- Excerpt
— BEGIN —
Protecting the peacekeepers

Finally, protecting those at risk must also mean the protection of peacekeepers themselves. In the past few months, UN peacekeepers have been killed or injured in Mali, the Central African Republic and the Democratic Republic of Congo. UN statistics indicate just over 1,800 UN civilian personnel were affected by safety and security incidents in 2015, including 23 dead and 99 injured as a result of violence.

For decision-makers, the fear of soldiers returning home in body bags and of the associated domestic political costs constitutes a significant obstacle to UN members, including Canada, making new UN peacekeeping commitments. Yet even though narratives abound about the increasing risks to peacekeepers over time, the empirical evidence to support these claims is scant. In fact, analyses of UN peacekeeping fatalities over the last 20 years suggest overall stability in the number of attacks, in both absolute and relative terms (see work by the Stockholm International Peace Research Institute, Marina Henke and the Uppsala Conflict Data Program). As with aid workers, the patterns of attacks on peacekeepers differ from country to country, and even within a country. In several ongoing research efforts, my colleagues and I are comparing patterns of attack against aid workers and against peacekeepers (see the Peacemakers at Risk project and the Making Peacekeeping Data Work for the International Community project). Understanding these patterns is important for effective operational security management.
— END —
Keep writing the passage on protecting UN peacekeepers, picking up after its final sentence.

- Record list
— BEGIN —
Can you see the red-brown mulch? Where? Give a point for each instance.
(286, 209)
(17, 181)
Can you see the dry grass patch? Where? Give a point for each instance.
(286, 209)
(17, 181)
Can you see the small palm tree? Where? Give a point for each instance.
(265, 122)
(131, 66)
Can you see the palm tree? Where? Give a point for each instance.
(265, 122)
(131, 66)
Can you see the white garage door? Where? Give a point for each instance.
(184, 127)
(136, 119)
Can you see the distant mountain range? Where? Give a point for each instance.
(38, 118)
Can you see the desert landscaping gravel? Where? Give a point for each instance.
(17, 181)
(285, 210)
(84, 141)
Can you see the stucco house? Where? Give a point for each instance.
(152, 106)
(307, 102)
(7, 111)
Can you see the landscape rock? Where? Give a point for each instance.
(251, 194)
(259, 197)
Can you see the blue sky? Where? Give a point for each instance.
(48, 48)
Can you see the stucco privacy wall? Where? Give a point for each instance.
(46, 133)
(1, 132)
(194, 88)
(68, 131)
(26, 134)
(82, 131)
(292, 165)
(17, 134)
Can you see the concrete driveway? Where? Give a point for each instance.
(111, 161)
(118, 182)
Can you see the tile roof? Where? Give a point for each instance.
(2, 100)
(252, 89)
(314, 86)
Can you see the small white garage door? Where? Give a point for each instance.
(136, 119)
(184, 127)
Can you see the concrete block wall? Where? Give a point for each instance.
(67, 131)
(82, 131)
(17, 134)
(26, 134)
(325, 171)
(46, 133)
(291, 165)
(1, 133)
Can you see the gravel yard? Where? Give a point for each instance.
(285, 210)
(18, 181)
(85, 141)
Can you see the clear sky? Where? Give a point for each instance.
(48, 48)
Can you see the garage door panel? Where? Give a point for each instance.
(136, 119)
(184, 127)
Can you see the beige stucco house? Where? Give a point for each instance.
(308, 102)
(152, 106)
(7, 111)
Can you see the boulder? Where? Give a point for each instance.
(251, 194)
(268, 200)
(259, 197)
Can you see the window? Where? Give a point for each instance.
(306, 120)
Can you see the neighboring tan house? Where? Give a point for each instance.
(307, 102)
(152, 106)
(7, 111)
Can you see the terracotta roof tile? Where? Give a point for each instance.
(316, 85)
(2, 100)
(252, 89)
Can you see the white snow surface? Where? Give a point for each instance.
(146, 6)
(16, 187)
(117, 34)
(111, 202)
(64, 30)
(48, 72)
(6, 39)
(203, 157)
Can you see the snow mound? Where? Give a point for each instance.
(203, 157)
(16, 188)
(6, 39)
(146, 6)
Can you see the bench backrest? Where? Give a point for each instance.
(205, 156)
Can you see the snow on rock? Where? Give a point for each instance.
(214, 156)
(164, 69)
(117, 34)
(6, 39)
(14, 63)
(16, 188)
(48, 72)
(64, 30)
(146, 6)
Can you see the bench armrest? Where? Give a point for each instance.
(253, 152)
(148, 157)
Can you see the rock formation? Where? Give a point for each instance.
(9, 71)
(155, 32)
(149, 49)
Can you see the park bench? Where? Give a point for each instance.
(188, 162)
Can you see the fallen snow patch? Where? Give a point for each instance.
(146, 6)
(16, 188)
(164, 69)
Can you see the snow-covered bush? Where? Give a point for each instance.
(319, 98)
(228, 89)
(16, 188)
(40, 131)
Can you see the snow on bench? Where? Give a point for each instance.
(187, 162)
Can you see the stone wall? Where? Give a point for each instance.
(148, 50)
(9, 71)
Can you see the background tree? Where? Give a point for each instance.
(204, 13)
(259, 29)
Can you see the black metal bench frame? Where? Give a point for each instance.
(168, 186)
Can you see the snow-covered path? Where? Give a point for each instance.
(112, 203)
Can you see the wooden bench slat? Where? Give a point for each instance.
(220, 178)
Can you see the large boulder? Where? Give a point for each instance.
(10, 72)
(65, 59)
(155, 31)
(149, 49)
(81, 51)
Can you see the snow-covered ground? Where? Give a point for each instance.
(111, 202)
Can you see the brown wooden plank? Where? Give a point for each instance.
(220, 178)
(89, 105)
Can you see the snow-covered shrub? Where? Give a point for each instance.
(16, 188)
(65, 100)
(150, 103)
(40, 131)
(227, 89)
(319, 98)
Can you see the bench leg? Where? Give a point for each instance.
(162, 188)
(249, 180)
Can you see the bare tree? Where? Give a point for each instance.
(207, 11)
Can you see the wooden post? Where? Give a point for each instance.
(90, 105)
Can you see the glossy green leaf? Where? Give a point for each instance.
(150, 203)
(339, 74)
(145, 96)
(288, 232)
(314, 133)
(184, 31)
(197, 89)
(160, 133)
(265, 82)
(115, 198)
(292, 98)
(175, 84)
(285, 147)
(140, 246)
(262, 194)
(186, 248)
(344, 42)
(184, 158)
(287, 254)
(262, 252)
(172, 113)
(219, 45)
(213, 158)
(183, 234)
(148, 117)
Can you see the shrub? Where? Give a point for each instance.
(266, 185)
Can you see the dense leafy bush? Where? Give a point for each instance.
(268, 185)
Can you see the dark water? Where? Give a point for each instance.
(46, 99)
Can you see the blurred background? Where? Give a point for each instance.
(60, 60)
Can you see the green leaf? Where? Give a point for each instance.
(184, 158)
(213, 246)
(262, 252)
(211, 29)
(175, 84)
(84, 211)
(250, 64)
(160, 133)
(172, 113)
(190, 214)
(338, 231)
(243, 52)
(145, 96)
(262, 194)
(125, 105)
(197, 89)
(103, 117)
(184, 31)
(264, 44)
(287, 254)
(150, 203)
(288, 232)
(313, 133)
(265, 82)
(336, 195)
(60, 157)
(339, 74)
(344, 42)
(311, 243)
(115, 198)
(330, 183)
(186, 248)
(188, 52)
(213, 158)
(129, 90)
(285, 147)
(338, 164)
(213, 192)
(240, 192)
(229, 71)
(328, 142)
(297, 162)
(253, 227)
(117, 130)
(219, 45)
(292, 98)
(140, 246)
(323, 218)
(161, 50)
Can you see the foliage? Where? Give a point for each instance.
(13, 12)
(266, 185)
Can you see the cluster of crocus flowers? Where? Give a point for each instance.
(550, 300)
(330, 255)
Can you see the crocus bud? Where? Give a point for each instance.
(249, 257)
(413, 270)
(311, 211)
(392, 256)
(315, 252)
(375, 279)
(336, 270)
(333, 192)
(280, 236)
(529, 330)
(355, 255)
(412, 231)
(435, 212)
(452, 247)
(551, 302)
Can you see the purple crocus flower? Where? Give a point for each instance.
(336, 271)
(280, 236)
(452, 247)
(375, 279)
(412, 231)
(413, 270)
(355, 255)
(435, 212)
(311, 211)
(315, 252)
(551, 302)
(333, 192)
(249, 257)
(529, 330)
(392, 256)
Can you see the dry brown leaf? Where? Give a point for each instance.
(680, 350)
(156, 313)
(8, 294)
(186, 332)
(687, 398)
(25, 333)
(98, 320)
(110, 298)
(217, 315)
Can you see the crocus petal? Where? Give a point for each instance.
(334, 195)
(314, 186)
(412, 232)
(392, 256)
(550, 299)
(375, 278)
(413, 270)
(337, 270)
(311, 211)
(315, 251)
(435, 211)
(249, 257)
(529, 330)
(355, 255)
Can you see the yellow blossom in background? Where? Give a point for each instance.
— END —
- Response for this exercise
To protect peacekeepers, member states and the UN must first ensure that peacekeeping mandates and resources match the context. Moreover, member states must promote respect for international humanitarian law (IHL) and end impunity for attacks on peacekeepers (and on others working to protect civilians). Respect for IHL provides protection for those affected by armed conflict, whether the wounded and sick, civilians caught up in the violence or aid workers. Common article 1 of the Geneva Conventions requires not only that states respect IHL but that they hold other parties accountable for respecting IHL in armed conflict, even if they are not involved in a particular conflict.

The UN and contributing states have a duty of care to the peacekeepers who serve under the UN flag. A commitment on the part of the participating states at the 2017 conference to identify, prosecute and hold perpetrators accountable for their actions under applicable domestic or international law frameworks would represent a significant step toward ending impunity for attacks. From my own research on the causes and consequences of violence against aid workers and other interveners, I know that efforts to prosecute or otherwise hold perpetrators accountable are appallingly scarce.

Such efforts could have important spillover effects as well. Cultivating an institutional culture that demonstrates respect for the UN’s own peacekeepers, through accountability and efforts to counter impunity, will implicitly foster respect for the civilians whom peacekeepers are supposed to protect.

This article is part of the special feature Peacekeeping Reimagined.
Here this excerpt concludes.